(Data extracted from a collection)
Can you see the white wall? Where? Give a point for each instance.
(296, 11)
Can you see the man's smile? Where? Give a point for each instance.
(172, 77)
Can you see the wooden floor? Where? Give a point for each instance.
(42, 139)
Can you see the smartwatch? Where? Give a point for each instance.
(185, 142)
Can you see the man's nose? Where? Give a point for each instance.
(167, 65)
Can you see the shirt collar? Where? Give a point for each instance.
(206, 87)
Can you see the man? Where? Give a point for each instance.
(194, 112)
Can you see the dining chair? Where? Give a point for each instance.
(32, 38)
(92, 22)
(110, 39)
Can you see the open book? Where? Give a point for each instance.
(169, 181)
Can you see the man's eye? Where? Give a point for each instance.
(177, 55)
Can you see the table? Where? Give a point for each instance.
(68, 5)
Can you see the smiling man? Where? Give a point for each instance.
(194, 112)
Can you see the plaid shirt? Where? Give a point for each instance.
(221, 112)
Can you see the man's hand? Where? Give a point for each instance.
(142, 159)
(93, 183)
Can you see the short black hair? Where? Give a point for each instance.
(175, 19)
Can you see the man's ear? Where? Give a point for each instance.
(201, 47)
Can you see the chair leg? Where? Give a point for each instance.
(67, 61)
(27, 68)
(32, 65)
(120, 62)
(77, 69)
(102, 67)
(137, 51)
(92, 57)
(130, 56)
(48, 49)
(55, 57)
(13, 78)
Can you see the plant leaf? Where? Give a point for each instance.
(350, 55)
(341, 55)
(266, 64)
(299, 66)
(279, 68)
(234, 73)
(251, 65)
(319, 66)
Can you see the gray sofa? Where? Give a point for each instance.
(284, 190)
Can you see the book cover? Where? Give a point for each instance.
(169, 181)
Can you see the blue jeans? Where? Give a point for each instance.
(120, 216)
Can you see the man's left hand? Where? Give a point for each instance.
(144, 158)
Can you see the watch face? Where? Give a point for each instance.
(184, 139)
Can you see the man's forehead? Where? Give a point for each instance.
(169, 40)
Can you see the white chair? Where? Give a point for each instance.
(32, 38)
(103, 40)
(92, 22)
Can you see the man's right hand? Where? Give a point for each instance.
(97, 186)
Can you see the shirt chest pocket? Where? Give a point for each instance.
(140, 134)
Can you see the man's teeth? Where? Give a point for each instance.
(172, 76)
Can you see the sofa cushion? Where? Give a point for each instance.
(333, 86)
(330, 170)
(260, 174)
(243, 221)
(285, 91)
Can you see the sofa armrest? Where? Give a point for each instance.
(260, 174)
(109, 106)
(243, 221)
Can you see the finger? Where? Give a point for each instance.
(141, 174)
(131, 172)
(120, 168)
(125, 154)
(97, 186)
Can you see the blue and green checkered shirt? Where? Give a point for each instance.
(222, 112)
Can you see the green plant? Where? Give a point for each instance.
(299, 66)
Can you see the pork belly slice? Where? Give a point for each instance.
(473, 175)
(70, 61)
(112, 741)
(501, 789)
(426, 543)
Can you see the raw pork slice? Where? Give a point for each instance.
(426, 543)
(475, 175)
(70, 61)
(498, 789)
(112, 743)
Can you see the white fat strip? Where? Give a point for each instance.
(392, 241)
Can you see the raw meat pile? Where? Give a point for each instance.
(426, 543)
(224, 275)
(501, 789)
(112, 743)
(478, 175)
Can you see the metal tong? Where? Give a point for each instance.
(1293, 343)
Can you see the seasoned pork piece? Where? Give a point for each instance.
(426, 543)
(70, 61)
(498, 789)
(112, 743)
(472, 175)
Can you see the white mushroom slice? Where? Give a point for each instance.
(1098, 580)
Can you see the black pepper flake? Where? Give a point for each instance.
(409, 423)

What you are asked to do
Reproduce all of the records above word for word.

Completed task
Can you see the white wall? Where? Give a point for each instance.
(296, 11)
Can you see the man's smile? Where? Give a point for each instance.
(172, 77)
Can you see the wooden floor? Where? Give a point for each instance.
(42, 139)
Can you see the smartwatch? Where? Give a point for each instance.
(185, 142)
Can you see the man's nose? Where? Give a point for each instance.
(167, 65)
Can you see the shirt collar? Where? Give a point for each instance.
(206, 87)
Can you see the man? Where? Give a point for each instance.
(194, 112)
Can you see the dining chair? Where? Give a point for each instance.
(32, 38)
(92, 22)
(110, 39)
Can you see the open book? Where? Give a point for each instance.
(169, 181)
Can you see the man's eye? Where? Give a point for each instance.
(177, 55)
Can you see the table? Where? Give a point for each instance.
(68, 5)
Can you see the smiling man? Where? Give a point for each instance.
(194, 112)
Can you see the plaid shirt? Where? Give a point for each instance.
(221, 112)
Can you see the man's hand? Where? Give a point for each instance.
(142, 159)
(93, 183)
Can you see the short black hair? Where? Give a point for each instance.
(175, 19)
Can you see the man's ear? Where? Give a point for each instance.
(201, 47)
Can you see the chair leg? Where? Give a point for each instance.
(67, 61)
(27, 68)
(32, 65)
(120, 62)
(77, 69)
(102, 67)
(137, 51)
(92, 57)
(130, 56)
(48, 49)
(55, 57)
(13, 78)
Can you see the plant leaf? Where? Give a point for each instance.
(350, 55)
(341, 55)
(266, 64)
(299, 66)
(279, 68)
(234, 73)
(251, 65)
(319, 66)
Can you see the gray sofa? Where? Give a point for each instance.
(284, 190)
Can you see the book cover? Where? Give a point for each instance.
(169, 181)
Can you see the blue jeans? Where? Give a point for each instance.
(120, 216)
Can you see the man's left hand? Where? Give a point for each instance.
(144, 158)
Can you see the watch face? Where? Give a point for each instance.
(184, 139)
Can you see the man's forehead? Where? Give a point for each instance.
(169, 40)
Can you see the white chair? Where? Give a point for each instance.
(32, 38)
(103, 40)
(92, 22)
Can you see the man's right hand? Where? Give a point for each instance.
(97, 186)
Can you see the shirt chest pocket? Where? Give a point for each instance.
(140, 134)
Can you see the man's teeth? Where? Give a point for each instance.
(172, 76)
Can you see the sofa cushion? Where? Give a point for each instance.
(333, 86)
(330, 170)
(260, 174)
(243, 221)
(285, 91)
Can you see the sofa armrest? Where? Give a point for each instance.
(260, 174)
(109, 106)
(243, 221)
Can you see the finger? Where? Give a point for each instance.
(141, 174)
(131, 172)
(120, 168)
(125, 154)
(97, 186)
Can you see the blue and green checkered shirt? Where? Give a point for each instance.
(222, 112)
Can you see the green plant? Where? Give a point for each instance.
(299, 66)
Can you see the pork belly slice? Where? Give a point for each instance.
(473, 175)
(70, 61)
(112, 741)
(501, 789)
(426, 543)
Can you see the raw pork slice? Where? Give a point for each instance.
(426, 543)
(475, 175)
(70, 61)
(498, 789)
(112, 743)
Can you see the white fat strip? Where? Give a point for each instance.
(392, 241)
Can you see the raw meat pile? Where? Give a point for each instance.
(426, 543)
(224, 275)
(501, 789)
(112, 743)
(478, 175)
Can you see the metal tong? Where? Give a point for each instance.
(1293, 343)
Can you see the seasoned pork piece? Where? Give a point for each instance.
(426, 543)
(70, 61)
(498, 789)
(112, 743)
(472, 175)
Can you see the white mushroom slice? Where? Give a point for each instance.
(1098, 580)
Can you see the black pepper flake? Where? Give a point for each instance.
(409, 423)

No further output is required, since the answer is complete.